Reproduce without any change the lines beginning with the line that contains "Expected: a point placed on each instance of the yellow arrow" and continuing through the end of the entries below.

--- Start Input for this task ---

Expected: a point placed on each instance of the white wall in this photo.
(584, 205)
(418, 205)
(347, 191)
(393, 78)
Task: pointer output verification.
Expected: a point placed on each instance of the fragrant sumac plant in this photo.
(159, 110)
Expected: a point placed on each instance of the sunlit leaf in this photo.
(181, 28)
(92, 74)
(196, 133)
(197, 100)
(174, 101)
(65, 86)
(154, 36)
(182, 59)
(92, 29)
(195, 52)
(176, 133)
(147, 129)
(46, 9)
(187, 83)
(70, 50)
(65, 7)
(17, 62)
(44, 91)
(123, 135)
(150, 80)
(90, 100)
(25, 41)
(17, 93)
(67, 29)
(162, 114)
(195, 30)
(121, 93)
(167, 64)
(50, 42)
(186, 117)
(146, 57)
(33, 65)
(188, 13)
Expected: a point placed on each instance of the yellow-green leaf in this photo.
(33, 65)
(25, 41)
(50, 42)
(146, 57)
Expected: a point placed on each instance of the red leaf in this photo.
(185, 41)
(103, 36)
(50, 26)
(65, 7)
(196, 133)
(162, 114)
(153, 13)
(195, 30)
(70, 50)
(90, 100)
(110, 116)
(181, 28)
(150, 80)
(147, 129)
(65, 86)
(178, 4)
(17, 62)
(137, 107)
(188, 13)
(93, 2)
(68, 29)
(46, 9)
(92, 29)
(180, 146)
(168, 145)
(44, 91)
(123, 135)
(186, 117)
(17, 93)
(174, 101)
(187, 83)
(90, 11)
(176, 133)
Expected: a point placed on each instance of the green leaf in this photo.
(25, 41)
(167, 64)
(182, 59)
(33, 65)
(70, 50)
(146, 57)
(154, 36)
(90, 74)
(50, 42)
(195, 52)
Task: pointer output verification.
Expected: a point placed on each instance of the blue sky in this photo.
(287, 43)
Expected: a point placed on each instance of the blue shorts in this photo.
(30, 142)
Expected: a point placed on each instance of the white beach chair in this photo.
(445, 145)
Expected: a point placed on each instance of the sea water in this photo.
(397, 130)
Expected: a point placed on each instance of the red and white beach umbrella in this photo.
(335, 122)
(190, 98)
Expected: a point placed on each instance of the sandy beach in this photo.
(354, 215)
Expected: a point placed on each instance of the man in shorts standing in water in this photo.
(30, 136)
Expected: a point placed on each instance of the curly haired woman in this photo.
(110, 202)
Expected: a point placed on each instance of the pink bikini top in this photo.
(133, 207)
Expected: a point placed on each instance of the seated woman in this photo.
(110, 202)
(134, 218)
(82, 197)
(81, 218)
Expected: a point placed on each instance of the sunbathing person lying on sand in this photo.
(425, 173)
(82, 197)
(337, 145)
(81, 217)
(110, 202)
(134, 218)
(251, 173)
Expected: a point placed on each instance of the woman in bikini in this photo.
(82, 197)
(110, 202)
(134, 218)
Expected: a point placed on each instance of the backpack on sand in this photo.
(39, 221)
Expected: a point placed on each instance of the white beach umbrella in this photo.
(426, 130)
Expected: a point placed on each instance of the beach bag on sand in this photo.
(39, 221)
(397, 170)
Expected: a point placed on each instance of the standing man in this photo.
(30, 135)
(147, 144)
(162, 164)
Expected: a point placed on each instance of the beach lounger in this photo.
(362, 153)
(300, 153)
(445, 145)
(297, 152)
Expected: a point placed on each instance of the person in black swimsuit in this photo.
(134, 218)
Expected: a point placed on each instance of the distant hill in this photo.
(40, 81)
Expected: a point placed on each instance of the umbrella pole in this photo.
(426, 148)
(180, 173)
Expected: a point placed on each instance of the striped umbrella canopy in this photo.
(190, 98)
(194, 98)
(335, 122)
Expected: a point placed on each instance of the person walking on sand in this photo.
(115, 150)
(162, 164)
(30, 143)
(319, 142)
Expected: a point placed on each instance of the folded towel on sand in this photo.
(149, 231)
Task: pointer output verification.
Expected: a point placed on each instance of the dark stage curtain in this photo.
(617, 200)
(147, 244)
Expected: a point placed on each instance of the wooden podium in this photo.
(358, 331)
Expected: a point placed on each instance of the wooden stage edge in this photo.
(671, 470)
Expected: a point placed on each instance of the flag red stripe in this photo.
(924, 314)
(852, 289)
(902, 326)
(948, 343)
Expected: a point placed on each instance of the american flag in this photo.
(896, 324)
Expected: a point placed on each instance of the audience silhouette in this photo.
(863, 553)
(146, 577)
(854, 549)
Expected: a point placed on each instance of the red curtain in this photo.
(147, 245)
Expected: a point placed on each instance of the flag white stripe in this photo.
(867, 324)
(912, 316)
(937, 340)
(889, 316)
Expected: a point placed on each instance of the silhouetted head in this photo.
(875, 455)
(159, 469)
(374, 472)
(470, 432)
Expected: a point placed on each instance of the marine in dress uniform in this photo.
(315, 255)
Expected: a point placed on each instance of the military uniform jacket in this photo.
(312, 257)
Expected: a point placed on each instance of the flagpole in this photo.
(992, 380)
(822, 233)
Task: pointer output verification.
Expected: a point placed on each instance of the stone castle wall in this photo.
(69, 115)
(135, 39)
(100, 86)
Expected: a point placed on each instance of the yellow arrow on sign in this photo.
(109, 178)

--- End Input for this task ---

- **Reply**:
Expected: a point placed on each instance of the yellow arrow on sign in this photo.
(109, 178)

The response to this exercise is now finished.